'''
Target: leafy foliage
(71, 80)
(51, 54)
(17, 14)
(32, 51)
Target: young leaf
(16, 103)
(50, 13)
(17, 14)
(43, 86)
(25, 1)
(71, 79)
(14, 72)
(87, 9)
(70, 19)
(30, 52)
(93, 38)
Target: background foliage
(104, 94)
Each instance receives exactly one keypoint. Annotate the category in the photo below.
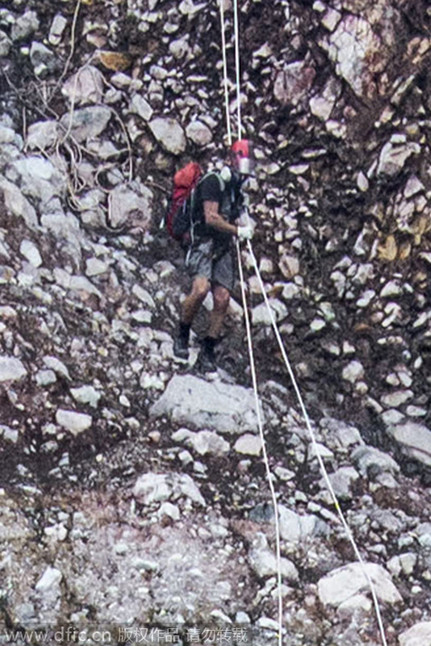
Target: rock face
(133, 494)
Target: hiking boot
(206, 361)
(181, 348)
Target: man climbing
(210, 258)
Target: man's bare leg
(193, 301)
(221, 297)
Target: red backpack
(178, 218)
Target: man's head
(241, 157)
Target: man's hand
(245, 232)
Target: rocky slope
(134, 495)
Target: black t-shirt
(229, 199)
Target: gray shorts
(215, 262)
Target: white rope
(247, 321)
(289, 369)
(263, 443)
(237, 66)
(314, 442)
(225, 79)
'''
## WHAT TO WORK ON
Copy out the lines starting at the one containing "Target: hiking boot" and ending with the last line of the entries. Include nothing else.

## THE COMPLETED TASK
Target: hiking boot
(206, 361)
(181, 348)
Target: man climbing
(210, 258)
Target: man's bare leg
(193, 301)
(221, 297)
Target: red backpack
(178, 218)
Target: man's head
(241, 157)
Target: man's hand
(245, 232)
Target: rocky slope
(134, 495)
Target: black t-shirt
(229, 199)
Target: gray shorts
(215, 262)
Target: white rope
(247, 321)
(289, 369)
(263, 443)
(237, 66)
(314, 442)
(225, 79)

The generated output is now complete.